• _What is expected_
Sort through the data and copy the lines holding the word "background".

***** The data

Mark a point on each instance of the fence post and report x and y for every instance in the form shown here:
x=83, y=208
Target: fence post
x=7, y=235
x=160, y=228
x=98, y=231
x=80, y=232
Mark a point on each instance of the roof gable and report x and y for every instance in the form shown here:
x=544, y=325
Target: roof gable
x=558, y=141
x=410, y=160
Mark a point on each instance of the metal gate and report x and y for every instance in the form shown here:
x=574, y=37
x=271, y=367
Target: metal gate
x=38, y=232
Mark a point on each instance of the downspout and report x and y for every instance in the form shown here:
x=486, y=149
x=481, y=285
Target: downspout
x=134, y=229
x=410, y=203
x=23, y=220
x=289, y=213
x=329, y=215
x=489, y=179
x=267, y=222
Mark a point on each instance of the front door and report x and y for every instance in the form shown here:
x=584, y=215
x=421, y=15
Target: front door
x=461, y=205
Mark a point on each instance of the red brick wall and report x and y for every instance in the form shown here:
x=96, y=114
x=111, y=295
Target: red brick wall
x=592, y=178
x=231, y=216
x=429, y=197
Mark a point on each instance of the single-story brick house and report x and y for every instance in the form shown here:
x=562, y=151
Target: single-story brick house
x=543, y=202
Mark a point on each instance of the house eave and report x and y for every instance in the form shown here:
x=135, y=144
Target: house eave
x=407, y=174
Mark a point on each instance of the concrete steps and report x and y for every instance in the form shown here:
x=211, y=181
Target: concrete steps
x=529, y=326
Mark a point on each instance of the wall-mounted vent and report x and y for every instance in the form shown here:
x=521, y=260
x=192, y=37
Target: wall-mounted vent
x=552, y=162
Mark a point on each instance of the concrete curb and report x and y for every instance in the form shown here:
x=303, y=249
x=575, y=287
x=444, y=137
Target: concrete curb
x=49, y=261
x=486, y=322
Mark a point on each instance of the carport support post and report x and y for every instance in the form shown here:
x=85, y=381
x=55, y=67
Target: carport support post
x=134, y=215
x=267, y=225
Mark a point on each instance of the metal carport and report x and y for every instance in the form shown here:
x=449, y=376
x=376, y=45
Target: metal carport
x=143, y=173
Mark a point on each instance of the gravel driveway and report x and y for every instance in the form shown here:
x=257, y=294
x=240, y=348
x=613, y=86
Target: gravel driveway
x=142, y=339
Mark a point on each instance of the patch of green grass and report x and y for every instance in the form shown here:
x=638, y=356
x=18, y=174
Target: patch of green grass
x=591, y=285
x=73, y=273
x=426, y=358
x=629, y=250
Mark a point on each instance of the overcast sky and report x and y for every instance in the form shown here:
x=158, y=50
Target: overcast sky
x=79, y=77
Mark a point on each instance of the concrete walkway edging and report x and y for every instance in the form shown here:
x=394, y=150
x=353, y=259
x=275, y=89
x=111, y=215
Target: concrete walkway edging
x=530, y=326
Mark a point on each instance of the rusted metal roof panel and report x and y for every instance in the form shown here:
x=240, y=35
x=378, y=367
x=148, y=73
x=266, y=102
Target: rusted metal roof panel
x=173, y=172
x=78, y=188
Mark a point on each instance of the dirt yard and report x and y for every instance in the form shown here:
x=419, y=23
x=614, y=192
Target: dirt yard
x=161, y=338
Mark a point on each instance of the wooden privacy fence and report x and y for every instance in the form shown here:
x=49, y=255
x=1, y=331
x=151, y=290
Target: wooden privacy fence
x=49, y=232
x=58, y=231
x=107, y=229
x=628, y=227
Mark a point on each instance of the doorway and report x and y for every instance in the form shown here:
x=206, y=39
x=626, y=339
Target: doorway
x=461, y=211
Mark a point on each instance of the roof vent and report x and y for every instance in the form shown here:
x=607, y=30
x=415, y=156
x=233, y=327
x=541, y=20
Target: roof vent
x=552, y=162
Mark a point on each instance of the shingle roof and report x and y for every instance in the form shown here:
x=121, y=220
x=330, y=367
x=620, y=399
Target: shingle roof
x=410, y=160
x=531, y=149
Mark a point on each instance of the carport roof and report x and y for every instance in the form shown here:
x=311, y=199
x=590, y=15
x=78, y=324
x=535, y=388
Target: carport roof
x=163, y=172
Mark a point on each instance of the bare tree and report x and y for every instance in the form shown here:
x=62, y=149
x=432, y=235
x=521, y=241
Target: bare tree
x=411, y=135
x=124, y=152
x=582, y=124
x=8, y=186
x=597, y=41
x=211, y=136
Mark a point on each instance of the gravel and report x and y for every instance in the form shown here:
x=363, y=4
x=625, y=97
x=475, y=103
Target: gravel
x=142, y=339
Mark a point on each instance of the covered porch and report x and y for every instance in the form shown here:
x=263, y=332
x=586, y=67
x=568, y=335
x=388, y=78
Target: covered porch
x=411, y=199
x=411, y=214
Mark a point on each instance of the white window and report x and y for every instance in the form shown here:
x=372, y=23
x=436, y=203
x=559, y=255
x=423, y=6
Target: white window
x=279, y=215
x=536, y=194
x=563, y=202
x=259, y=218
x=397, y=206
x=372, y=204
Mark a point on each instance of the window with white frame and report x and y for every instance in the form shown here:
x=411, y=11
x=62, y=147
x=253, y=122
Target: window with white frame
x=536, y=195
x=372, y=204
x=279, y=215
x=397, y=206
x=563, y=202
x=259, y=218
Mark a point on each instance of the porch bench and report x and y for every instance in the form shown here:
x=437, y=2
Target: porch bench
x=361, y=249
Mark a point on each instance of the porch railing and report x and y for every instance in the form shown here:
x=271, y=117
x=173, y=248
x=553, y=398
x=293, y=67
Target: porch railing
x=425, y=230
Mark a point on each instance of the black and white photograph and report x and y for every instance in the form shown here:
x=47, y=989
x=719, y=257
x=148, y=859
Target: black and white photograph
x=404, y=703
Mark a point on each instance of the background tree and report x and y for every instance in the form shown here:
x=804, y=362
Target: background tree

**********

• _Written response_
Mark a point on each instance of the background tree and report x and y for every instance in the form shown here:
Target: background tree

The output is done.